_Brano da leggere_
++++++++++

UNA BELLA INCOMPIUTA

Immagine tratta da olimpiazzurra.com
Se si dovesse scegliere un titolo appropriato per definire l'avventura azzurra agli Europei di basket, che stasera si concluderanno con l'assegnazione delle medaglie, forse quello di "bella incompiuta" risulta decisamente il migliore. "Bella" perché erano anni che non si seguiva e non si applaudiva la Nazionale Italiana di pallacanestro con tanta passione e orgoglio, frutto del lavoro e dell'impegno straordinario dimostrato in ogni partita dai nostri atleti e dal loro allenatore. "Incompiuta" perché, si sa, l'appetito vien mangiando e una volta che vedi un grande obiettivo a portata di mano dispiace vedertelo sfuggire per così poco.

++++++++++

_Da svolgere_
Trascrivi dal brano sulla Nazionale di basket il tratto che va da "Immagine tratta da" fino a "per così poco.".

_Materiale_
++++++++++

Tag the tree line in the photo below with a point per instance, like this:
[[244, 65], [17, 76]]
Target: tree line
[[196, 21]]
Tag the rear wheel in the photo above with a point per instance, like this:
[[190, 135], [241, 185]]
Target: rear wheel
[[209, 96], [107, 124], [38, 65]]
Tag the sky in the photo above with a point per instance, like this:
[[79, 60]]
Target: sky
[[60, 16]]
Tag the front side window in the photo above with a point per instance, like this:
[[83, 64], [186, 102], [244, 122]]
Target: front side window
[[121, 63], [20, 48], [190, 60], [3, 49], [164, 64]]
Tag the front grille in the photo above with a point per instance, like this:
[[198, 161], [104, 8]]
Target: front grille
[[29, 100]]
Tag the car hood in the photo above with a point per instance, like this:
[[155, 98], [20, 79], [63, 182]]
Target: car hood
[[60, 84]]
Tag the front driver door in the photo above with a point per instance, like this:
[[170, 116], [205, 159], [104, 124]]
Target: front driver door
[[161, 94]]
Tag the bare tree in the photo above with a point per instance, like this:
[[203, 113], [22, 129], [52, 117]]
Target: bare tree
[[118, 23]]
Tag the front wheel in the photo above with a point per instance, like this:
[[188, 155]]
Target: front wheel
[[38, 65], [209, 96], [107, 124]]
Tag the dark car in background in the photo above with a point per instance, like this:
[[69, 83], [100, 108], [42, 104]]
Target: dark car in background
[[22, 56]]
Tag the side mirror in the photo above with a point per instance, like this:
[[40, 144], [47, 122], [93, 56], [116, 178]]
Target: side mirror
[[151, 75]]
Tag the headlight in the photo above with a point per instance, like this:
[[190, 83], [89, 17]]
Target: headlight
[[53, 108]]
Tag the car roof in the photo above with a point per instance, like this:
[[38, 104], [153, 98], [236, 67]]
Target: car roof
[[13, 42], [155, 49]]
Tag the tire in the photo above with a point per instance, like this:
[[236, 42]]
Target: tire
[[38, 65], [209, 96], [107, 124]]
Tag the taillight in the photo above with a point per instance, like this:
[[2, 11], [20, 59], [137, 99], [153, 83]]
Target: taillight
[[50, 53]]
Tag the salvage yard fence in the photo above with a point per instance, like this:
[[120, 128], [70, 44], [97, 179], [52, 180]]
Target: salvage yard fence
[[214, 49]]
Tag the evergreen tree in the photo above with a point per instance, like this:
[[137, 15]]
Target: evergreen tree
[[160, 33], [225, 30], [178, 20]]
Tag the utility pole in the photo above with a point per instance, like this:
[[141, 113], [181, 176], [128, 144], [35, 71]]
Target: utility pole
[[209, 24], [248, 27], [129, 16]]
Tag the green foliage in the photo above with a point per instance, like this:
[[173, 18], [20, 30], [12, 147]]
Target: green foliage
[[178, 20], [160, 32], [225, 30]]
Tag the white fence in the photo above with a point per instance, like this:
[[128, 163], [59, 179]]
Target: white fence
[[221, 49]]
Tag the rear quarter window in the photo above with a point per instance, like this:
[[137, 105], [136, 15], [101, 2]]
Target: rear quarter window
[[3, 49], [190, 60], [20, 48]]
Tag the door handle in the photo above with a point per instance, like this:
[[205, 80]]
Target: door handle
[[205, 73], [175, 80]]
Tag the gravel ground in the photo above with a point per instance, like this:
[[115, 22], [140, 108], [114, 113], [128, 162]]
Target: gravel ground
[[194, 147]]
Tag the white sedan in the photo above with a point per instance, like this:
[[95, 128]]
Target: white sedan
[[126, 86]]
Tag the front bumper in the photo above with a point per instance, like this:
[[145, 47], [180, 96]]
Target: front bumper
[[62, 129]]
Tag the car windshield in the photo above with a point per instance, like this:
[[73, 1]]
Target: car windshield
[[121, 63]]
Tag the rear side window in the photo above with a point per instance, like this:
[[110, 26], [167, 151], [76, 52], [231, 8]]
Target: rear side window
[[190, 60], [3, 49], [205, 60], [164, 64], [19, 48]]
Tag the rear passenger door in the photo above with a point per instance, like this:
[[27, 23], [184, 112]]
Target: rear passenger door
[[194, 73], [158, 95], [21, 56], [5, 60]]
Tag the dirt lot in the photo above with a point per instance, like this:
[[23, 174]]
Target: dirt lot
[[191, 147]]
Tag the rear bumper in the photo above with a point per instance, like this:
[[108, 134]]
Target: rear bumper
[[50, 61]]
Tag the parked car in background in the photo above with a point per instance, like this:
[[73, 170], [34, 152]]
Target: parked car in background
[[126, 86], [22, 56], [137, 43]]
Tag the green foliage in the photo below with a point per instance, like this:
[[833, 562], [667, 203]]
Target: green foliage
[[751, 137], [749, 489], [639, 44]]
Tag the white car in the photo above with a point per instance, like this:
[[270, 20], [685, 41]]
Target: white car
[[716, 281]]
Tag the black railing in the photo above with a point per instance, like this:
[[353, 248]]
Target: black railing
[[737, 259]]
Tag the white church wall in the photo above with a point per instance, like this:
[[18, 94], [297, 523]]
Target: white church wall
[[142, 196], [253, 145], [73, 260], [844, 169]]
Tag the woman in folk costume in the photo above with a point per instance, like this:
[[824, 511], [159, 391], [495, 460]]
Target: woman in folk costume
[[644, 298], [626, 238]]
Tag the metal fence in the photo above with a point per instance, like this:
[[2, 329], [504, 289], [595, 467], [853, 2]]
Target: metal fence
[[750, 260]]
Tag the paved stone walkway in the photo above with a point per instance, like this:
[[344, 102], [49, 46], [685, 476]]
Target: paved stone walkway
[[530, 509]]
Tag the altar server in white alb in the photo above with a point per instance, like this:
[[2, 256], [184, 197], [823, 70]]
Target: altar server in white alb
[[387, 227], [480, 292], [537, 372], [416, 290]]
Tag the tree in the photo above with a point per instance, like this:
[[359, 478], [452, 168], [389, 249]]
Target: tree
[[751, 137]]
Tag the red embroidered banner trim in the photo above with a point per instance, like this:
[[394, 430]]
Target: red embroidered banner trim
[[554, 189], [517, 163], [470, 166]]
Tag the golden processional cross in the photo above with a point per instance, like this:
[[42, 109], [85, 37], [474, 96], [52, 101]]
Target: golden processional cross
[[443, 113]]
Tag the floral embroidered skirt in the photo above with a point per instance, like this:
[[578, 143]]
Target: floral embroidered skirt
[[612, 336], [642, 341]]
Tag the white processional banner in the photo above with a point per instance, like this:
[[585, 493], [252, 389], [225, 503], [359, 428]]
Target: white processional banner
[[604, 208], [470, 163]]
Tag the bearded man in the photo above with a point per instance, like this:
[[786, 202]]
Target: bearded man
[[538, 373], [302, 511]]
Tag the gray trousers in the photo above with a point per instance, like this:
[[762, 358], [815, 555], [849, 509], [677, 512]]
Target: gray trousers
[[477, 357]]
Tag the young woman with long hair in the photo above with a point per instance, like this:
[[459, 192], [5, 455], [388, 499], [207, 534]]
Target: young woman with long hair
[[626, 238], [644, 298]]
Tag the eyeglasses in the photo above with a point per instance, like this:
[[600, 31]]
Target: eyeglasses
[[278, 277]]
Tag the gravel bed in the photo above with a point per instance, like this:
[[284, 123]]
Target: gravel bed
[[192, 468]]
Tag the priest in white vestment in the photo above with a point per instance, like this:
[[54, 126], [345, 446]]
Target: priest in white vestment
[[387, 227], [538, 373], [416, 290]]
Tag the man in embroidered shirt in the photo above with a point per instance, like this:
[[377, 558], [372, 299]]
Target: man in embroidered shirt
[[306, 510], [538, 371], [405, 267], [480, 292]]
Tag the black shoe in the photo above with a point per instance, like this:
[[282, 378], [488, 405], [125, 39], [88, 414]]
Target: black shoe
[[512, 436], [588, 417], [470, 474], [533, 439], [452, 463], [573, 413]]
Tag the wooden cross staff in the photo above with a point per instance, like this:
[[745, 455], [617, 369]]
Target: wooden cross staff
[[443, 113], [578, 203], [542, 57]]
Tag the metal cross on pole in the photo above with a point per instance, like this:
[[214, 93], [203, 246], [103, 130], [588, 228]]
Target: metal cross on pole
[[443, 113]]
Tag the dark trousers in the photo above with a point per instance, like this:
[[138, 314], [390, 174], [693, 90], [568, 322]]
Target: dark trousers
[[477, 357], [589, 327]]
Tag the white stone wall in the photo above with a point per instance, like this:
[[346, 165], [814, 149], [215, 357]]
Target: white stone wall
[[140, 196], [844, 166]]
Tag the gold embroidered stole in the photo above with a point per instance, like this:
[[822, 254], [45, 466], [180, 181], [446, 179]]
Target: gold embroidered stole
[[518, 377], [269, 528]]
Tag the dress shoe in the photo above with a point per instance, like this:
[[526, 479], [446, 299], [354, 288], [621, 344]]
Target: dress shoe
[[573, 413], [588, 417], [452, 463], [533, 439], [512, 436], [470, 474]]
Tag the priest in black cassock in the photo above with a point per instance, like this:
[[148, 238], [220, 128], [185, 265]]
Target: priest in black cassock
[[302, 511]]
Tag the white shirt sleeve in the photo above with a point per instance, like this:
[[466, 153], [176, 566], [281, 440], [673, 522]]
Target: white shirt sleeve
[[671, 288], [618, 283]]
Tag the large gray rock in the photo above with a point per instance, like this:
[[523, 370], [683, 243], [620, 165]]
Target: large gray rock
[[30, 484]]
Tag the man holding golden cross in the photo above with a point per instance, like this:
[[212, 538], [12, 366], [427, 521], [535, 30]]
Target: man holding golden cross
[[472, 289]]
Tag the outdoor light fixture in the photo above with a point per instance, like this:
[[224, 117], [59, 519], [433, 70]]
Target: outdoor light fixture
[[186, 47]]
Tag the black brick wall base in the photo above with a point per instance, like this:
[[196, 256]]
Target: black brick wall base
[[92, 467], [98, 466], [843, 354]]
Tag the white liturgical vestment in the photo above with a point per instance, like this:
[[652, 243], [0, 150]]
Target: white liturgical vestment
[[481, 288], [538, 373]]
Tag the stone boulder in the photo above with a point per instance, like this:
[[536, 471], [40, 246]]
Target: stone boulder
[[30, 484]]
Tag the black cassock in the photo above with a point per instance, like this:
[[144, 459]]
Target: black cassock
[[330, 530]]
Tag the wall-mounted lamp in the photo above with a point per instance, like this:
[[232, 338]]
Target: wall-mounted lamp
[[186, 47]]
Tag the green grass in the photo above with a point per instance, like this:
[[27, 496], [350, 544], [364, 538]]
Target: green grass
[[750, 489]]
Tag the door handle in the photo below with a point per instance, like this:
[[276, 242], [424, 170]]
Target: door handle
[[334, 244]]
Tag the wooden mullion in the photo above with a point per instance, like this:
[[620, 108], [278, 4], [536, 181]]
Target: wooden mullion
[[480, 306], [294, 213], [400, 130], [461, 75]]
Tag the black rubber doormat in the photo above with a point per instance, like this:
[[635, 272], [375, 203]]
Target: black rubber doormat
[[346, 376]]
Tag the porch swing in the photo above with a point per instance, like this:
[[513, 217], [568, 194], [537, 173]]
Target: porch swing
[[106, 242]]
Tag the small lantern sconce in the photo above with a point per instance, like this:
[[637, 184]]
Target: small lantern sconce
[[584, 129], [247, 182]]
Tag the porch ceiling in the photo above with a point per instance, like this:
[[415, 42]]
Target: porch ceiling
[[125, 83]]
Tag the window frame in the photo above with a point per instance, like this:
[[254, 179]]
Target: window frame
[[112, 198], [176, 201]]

++++++++++

_Risultato corretto_
Immagine tratta da olimpiazzurra.com
Se si dovesse scegliere un titolo appropriato per definire l'avventura azzurra agli Europei di basket, che stasera si concluderanno con l'assegnazione delle medaglie, forse quello di "bella incompiuta" risulta decisamente il migliore. "Bella" perché erano anni che non si seguiva e non si applaudiva la Nazionale Italiana di pallacanestro con tanta passione e orgoglio, frutto del lavoro e dell'impegno straordinario dimostrato in ogni partita dai nostri atleti e dal loro allenatore. "Incompiuta" perché, si sa, l'appetito vien mangiando e una volta che vedi un grande obiettivo a portata di mano dispiace vedertelo sfuggire per così poco.